__EXERCISE INSTRUCTIONS__
Find each line in the rows below that contains the word "cloth", with case counting, and copy those lines out.
[BEGIN AVAILABLE RECORDS]
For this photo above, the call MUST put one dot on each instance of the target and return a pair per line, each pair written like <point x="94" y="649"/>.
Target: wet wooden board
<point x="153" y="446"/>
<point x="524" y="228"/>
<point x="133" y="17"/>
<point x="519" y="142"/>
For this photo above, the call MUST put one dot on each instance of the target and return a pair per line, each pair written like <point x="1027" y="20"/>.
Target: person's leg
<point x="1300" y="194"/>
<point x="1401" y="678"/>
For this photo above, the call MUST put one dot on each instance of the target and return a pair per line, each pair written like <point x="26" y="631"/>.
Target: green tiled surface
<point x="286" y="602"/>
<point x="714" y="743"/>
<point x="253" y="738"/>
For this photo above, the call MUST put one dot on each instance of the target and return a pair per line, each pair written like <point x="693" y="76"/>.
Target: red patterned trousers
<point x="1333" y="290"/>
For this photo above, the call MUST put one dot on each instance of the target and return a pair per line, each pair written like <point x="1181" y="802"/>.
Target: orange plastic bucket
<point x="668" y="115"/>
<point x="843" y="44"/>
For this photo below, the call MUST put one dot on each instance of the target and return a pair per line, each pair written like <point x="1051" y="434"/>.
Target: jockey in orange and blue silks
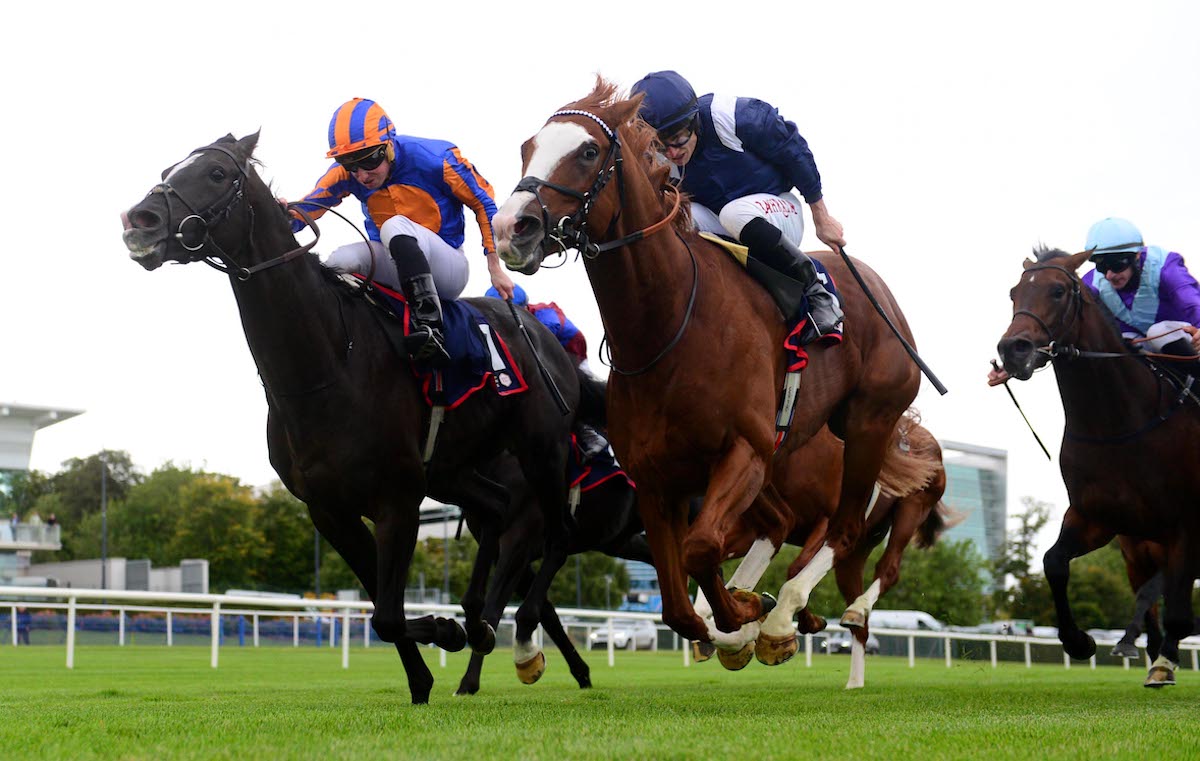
<point x="413" y="193"/>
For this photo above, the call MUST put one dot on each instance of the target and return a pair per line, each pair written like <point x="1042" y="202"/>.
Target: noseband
<point x="195" y="231"/>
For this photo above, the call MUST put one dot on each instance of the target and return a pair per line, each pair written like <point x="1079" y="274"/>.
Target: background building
<point x="977" y="486"/>
<point x="19" y="539"/>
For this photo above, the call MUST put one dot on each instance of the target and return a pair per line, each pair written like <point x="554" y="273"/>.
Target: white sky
<point x="951" y="136"/>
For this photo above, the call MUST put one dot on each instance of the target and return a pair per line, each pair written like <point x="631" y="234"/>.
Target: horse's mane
<point x="1043" y="253"/>
<point x="639" y="139"/>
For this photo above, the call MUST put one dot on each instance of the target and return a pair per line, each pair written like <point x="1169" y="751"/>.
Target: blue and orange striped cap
<point x="358" y="124"/>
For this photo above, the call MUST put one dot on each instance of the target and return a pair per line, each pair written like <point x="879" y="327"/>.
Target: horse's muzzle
<point x="1020" y="357"/>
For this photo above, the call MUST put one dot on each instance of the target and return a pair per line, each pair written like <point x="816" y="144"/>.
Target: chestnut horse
<point x="697" y="357"/>
<point x="346" y="413"/>
<point x="909" y="507"/>
<point x="1131" y="442"/>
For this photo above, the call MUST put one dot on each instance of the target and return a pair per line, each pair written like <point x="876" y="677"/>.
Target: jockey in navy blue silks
<point x="739" y="160"/>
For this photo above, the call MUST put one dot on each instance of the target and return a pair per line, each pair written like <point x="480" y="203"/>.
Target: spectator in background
<point x="24" y="623"/>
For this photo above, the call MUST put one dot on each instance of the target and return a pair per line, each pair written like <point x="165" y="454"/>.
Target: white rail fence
<point x="343" y="615"/>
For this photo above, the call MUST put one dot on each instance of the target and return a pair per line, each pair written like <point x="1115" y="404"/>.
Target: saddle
<point x="479" y="355"/>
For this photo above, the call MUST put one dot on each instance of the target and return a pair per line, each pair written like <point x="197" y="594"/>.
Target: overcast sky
<point x="952" y="137"/>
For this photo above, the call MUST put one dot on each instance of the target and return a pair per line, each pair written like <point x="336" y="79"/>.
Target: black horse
<point x="346" y="414"/>
<point x="1131" y="442"/>
<point x="606" y="521"/>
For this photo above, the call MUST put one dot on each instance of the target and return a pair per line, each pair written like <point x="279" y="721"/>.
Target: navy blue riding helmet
<point x="670" y="101"/>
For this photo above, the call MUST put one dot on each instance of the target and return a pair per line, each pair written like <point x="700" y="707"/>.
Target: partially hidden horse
<point x="1131" y="441"/>
<point x="909" y="507"/>
<point x="697" y="358"/>
<point x="605" y="521"/>
<point x="347" y="418"/>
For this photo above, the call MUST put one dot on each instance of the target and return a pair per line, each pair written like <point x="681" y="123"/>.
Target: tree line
<point x="263" y="539"/>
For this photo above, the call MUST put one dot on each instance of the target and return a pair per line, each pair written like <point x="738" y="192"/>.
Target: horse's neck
<point x="289" y="316"/>
<point x="642" y="289"/>
<point x="1103" y="393"/>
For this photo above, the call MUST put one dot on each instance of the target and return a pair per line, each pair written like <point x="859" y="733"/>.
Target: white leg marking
<point x="795" y="594"/>
<point x="857" y="665"/>
<point x="523" y="652"/>
<point x="875" y="497"/>
<point x="867" y="600"/>
<point x="753" y="565"/>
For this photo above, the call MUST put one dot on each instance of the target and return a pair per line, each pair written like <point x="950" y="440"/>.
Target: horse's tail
<point x="913" y="459"/>
<point x="593" y="400"/>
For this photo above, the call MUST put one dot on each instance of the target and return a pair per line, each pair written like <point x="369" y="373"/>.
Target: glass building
<point x="977" y="486"/>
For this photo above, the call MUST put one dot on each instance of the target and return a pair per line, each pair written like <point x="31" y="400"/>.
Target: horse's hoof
<point x="809" y="622"/>
<point x="773" y="651"/>
<point x="486" y="642"/>
<point x="451" y="636"/>
<point x="853" y="619"/>
<point x="532" y="670"/>
<point x="738" y="660"/>
<point x="1162" y="673"/>
<point x="1123" y="649"/>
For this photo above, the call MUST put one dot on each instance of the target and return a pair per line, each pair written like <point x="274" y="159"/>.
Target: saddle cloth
<point x="479" y="355"/>
<point x="786" y="291"/>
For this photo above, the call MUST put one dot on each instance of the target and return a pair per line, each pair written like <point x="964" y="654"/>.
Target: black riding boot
<point x="768" y="245"/>
<point x="425" y="342"/>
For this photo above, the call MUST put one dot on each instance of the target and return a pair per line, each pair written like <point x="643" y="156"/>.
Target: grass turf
<point x="156" y="702"/>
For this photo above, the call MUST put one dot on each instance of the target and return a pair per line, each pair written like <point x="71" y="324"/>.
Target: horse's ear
<point x="627" y="111"/>
<point x="249" y="143"/>
<point x="1077" y="259"/>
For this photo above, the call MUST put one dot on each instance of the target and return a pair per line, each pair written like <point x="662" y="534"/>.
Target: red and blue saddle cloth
<point x="597" y="471"/>
<point x="479" y="354"/>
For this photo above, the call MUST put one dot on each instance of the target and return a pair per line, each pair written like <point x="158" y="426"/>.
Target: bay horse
<point x="1131" y="442"/>
<point x="605" y="521"/>
<point x="346" y="414"/>
<point x="697" y="355"/>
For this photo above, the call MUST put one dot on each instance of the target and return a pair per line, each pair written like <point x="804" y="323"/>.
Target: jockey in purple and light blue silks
<point x="739" y="160"/>
<point x="1149" y="289"/>
<point x="413" y="193"/>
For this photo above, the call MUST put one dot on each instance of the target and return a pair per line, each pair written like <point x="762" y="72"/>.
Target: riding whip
<point x="537" y="359"/>
<point x="907" y="347"/>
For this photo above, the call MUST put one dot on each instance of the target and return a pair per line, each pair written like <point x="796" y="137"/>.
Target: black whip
<point x="537" y="359"/>
<point x="907" y="347"/>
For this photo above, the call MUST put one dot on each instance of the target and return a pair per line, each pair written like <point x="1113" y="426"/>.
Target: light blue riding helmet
<point x="519" y="294"/>
<point x="1113" y="235"/>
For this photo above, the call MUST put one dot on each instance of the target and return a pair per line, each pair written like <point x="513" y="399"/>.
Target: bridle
<point x="195" y="231"/>
<point x="571" y="231"/>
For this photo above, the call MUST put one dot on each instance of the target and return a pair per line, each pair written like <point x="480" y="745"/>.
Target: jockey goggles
<point x="1114" y="263"/>
<point x="367" y="161"/>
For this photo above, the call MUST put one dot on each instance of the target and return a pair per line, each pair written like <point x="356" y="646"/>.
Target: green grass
<point x="154" y="702"/>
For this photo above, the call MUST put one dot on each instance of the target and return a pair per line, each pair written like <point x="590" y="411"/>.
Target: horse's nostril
<point x="144" y="219"/>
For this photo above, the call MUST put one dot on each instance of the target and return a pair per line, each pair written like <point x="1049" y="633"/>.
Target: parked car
[END AVAILABLE RECORDS]
__ANSWER__
Target: saddle cloth
Target: red and blue saddle cloth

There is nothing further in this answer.